Given information section start

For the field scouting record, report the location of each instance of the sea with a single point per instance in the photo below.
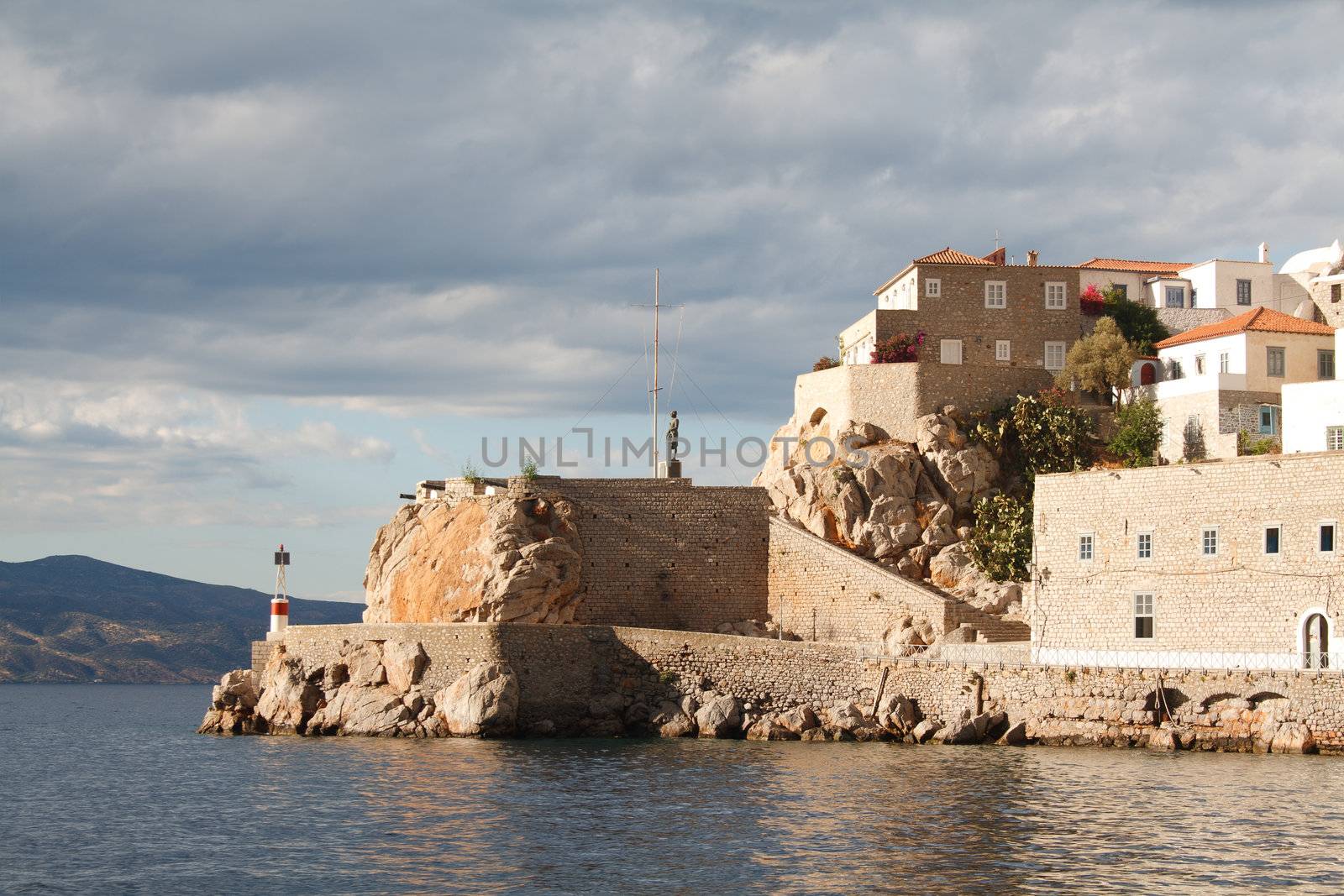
(107, 789)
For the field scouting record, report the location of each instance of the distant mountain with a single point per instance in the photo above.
(73, 618)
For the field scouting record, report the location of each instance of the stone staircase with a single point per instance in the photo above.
(937, 605)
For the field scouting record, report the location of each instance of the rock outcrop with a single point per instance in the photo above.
(483, 559)
(911, 506)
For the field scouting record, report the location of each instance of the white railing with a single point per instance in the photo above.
(1019, 654)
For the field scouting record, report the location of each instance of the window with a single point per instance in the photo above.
(1268, 419)
(1274, 362)
(1243, 291)
(996, 293)
(1142, 616)
(1055, 296)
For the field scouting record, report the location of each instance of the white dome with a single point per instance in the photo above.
(1314, 261)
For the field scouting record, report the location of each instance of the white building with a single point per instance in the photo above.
(1220, 380)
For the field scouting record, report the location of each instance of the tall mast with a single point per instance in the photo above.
(655, 371)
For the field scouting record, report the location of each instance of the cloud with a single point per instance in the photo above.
(448, 211)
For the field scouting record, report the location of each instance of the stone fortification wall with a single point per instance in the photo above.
(894, 396)
(667, 553)
(1236, 600)
(562, 669)
(569, 676)
(824, 593)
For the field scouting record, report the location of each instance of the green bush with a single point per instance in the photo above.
(1139, 324)
(1247, 443)
(1000, 542)
(1140, 432)
(1039, 434)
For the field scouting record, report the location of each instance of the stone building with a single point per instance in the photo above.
(1222, 564)
(1222, 380)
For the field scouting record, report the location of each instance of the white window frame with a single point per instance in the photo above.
(1062, 291)
(1063, 355)
(1086, 540)
(996, 293)
(1335, 537)
(1265, 531)
(1283, 356)
(1203, 542)
(1142, 600)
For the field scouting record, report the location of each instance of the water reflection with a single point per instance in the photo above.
(129, 799)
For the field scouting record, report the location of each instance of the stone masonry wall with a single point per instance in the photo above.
(894, 396)
(664, 553)
(1238, 600)
(822, 591)
(561, 669)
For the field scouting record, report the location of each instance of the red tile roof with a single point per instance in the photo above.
(1133, 266)
(1263, 320)
(951, 255)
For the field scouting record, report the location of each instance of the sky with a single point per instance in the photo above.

Given information section end

▶ Problem statement: Quote the records in their entirety, keeping the wording exact and excluding pictures.

▶ Task answer:
For the field scouting record, report the location of each instance of the sea with a single point per instance in the photo below.
(107, 789)
For the field scouting record, report the location of each instance of the distant mountain with a single point per instance in the photo above.
(73, 618)
For the field scouting record, report the location of each instance of the stone staircase with a single point per instance in the photo above.
(937, 605)
For the field scouting record, report the location of each instance of the rock outcrop with a single point per instance in the photo above.
(483, 559)
(911, 506)
For the field scouting record, report the location of each instance of the white railing with a single point per instance in the photo above.
(1019, 654)
For the field scouting record, report the location of each instance of the window with a single point per instance in the photo above.
(1268, 419)
(1274, 362)
(1243, 291)
(996, 293)
(1142, 616)
(1055, 296)
For the field scouting record, report the location of each instance of the white dome with a single point per instance in the photo above.
(1314, 261)
For the field scouting record, report the location of each instance of the white building with a single point per instance in the photo above.
(1220, 380)
For the field scouting record, report the location of each instance of the tall mast with a single point per instance in the photo above.
(655, 371)
For the field scouting record, report the location of each instance of the cloud with a single point per instance in the photo above.
(448, 211)
For the field scouting record, report the location of each instance of the stone fortification wall with a single point per instance in the photo above.
(894, 396)
(667, 553)
(1236, 600)
(562, 669)
(569, 676)
(824, 593)
For the field scouting record, report the location of each instance of the green bush with a single point per instance in the photo above.
(1139, 324)
(1247, 443)
(1000, 542)
(1140, 432)
(1039, 434)
For the field scouting record, report the location of each instance of the stone building with a single point per instance in the photo above.
(1222, 564)
(1222, 380)
For the field scouting record, report the location of each instance of the white window frame with a single point per instance in the photo above.
(1062, 291)
(1063, 355)
(1086, 540)
(996, 293)
(1335, 537)
(1265, 531)
(1283, 356)
(1203, 542)
(1142, 600)
For the field scouting record, report the location of each instance of the water reflection with a single point per instance in the photo above.
(129, 799)
For the field scouting record, report the location of each instance of the stone masonry wall with a single point per instance in the photo above.
(894, 396)
(664, 553)
(1238, 600)
(822, 591)
(561, 669)
For the field scouting record, report the location of each instance of the red tile roof with a single point per instance in the photo above.
(1133, 266)
(1263, 320)
(951, 255)
For the field scouting record, report the location of each instance of the sky with a single point per instance in the photo above.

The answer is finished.